Pick out every line in the listing below that contains the word "foliage", treating uppercase and lowercase as different, and copy each of those lines.

──────── Dataset records

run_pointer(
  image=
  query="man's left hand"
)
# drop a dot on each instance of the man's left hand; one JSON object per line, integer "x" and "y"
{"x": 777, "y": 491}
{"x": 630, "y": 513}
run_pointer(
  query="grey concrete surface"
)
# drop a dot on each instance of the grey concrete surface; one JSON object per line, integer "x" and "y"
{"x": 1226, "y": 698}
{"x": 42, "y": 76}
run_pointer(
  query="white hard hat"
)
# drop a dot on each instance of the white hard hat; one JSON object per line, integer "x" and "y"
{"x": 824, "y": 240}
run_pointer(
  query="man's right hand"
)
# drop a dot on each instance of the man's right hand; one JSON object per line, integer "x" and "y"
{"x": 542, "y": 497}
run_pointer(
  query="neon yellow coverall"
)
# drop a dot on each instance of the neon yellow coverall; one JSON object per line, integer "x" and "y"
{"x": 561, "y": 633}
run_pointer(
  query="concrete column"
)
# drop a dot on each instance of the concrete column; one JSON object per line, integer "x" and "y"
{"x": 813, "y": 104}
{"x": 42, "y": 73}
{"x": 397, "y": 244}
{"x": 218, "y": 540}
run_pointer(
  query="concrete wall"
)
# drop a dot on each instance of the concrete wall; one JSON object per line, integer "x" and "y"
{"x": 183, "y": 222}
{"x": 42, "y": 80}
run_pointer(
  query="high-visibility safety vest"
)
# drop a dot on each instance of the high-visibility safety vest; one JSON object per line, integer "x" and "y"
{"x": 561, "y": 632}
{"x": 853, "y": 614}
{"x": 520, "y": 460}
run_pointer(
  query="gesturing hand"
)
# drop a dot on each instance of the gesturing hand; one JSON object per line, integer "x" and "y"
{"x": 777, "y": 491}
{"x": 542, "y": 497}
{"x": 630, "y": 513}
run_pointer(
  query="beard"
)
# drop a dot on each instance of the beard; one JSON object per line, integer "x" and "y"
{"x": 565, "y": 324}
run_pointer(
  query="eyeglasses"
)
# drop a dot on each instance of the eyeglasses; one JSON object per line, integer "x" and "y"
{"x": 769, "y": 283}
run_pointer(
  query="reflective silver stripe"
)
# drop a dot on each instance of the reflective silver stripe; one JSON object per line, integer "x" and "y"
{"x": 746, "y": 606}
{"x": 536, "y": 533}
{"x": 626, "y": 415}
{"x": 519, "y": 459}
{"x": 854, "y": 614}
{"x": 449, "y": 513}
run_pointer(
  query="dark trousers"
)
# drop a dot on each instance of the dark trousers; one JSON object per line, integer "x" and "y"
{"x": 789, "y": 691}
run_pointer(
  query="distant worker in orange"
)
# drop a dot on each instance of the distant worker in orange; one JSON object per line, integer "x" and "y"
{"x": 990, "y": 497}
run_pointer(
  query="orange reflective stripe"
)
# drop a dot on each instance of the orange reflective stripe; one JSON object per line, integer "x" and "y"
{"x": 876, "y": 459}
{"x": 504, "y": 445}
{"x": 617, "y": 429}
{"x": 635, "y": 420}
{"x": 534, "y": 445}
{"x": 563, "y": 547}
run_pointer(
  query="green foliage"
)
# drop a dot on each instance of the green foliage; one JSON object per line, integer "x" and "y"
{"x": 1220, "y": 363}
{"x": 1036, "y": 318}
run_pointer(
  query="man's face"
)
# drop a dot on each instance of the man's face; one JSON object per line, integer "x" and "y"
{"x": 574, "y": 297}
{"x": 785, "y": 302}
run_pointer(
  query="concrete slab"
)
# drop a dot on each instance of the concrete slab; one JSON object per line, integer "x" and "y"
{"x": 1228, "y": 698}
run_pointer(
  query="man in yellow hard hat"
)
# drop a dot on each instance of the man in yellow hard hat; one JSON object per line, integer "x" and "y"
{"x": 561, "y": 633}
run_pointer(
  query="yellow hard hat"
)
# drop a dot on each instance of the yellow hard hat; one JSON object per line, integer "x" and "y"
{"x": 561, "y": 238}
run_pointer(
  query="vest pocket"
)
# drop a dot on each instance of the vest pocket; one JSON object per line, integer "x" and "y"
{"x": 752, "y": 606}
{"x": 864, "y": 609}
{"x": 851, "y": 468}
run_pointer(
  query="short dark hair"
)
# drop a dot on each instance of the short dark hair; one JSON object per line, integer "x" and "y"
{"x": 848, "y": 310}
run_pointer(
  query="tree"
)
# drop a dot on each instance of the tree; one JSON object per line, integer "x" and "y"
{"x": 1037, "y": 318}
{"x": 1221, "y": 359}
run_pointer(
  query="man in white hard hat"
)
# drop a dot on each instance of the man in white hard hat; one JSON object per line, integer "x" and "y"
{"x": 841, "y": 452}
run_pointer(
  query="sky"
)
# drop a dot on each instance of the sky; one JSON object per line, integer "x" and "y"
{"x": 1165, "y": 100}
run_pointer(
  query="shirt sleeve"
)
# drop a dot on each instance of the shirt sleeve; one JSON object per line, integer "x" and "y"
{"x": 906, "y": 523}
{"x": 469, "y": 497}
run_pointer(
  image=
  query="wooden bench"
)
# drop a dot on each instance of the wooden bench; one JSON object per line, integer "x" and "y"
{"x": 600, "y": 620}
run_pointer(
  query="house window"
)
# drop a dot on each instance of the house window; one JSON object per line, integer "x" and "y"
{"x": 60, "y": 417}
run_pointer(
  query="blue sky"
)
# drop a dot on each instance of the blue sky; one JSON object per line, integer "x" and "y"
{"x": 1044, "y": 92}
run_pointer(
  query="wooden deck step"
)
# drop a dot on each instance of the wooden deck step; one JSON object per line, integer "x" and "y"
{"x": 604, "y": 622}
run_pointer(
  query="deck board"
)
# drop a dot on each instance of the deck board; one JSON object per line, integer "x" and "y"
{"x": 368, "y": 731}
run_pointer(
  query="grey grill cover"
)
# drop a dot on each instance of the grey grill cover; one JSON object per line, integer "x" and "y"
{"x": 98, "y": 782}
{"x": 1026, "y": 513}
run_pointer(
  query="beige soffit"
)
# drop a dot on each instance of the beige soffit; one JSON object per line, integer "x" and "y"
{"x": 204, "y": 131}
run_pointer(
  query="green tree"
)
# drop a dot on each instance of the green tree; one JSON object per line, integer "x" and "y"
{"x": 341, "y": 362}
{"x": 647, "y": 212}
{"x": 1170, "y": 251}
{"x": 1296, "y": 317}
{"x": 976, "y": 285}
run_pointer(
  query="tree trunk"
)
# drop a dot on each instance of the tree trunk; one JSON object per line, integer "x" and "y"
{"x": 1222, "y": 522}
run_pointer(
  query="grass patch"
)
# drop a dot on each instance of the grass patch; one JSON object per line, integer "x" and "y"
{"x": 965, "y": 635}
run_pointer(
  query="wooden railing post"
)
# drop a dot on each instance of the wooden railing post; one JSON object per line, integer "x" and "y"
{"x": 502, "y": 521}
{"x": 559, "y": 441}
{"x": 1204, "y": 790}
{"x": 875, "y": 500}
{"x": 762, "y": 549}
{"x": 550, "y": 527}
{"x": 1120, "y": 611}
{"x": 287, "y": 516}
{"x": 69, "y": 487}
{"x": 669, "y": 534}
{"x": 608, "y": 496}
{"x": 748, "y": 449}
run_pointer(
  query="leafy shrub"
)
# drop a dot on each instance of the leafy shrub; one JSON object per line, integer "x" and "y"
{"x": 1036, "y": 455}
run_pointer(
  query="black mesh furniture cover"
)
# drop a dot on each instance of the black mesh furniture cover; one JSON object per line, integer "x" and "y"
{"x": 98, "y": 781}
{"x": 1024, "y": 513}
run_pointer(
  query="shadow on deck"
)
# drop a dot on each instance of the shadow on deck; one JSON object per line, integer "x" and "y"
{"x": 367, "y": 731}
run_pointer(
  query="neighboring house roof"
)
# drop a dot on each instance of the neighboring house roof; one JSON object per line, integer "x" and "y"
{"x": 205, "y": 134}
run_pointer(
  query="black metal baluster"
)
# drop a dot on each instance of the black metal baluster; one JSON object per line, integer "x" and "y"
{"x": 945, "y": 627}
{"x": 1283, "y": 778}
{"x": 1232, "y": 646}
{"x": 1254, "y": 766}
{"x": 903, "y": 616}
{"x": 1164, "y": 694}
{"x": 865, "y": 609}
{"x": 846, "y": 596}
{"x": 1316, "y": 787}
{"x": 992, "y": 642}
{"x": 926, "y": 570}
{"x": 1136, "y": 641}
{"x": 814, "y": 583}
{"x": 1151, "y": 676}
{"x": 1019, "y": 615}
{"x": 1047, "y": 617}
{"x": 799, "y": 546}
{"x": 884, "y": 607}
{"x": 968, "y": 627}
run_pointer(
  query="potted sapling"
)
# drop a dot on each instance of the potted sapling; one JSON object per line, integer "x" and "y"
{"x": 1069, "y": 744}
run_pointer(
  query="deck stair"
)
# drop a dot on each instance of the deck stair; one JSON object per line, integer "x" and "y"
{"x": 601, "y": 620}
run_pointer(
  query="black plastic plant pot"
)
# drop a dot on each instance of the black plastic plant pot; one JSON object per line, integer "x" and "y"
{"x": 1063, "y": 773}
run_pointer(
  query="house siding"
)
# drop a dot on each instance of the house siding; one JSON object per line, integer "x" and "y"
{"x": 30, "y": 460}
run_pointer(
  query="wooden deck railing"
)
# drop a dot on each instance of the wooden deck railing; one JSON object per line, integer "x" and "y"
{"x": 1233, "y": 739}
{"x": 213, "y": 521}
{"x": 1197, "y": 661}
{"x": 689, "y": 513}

────────────────

Task response
  query="green foliage"
# drop a dot on each instance of the green foliage; one JSON object per line, integer "x" and "y"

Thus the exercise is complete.